▶ _AIM OF THE TASK_: Copy out verbatim the rows below, beginning at the line that contains "For every instance of the twin" and stopping after the line that contains "For every instance of the blurred".

▶ _DATA EXCERPTS_:
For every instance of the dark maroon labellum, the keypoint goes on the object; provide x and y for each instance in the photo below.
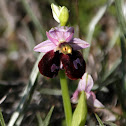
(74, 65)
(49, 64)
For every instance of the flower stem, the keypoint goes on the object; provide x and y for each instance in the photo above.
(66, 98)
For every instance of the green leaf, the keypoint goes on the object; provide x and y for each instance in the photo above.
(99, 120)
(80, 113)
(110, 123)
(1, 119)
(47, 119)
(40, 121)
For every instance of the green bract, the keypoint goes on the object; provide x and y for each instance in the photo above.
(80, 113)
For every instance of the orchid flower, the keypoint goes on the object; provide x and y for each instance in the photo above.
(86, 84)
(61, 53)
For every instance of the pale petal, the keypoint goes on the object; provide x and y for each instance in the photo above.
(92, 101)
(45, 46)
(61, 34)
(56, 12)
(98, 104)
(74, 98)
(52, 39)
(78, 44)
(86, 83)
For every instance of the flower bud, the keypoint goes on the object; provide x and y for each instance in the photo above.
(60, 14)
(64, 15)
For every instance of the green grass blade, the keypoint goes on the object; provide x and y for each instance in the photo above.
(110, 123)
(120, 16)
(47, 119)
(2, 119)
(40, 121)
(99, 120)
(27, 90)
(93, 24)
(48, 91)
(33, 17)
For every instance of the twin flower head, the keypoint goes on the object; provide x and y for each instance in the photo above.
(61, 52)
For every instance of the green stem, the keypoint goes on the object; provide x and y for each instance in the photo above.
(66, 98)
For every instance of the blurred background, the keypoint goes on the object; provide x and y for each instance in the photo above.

* * *

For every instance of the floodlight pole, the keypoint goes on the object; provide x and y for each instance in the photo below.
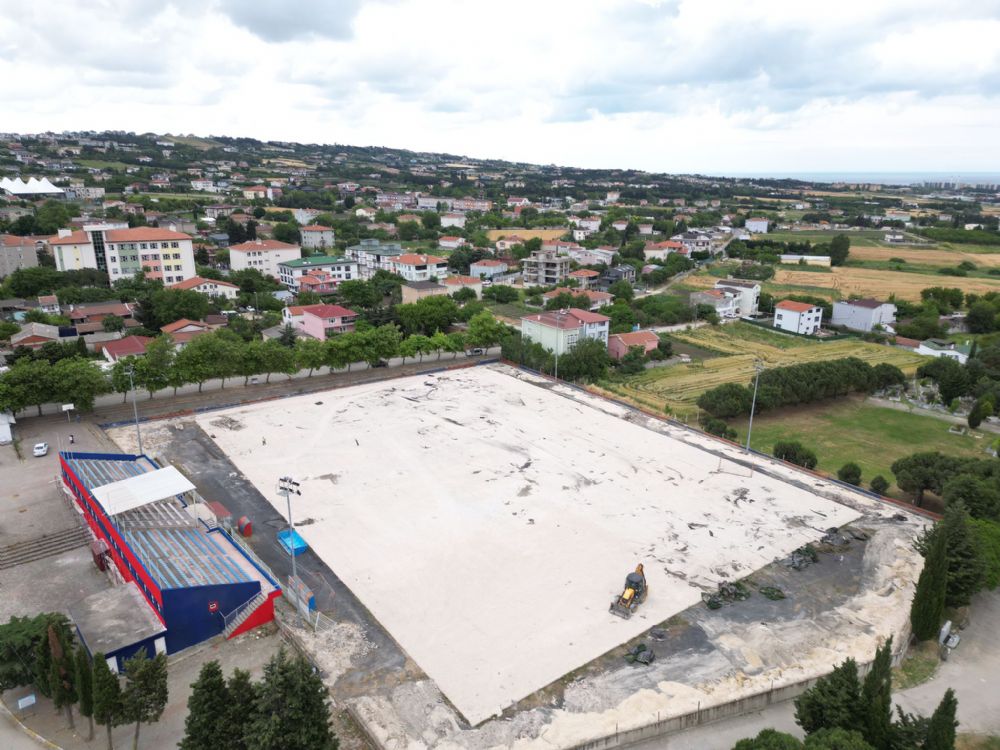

▶ _WRITTEN REPLY_:
For every instance of the twin flower head, the keypoint goes on the object; provide x and y for each instance in the photo above.
(61, 52)
For every instance of the green stem, the keypoint goes on the object; provide x and y for each instance in the photo above.
(66, 98)
For every instance of the blurred background, the keypoint goes on the object; provide x and y for each instance in the photo above.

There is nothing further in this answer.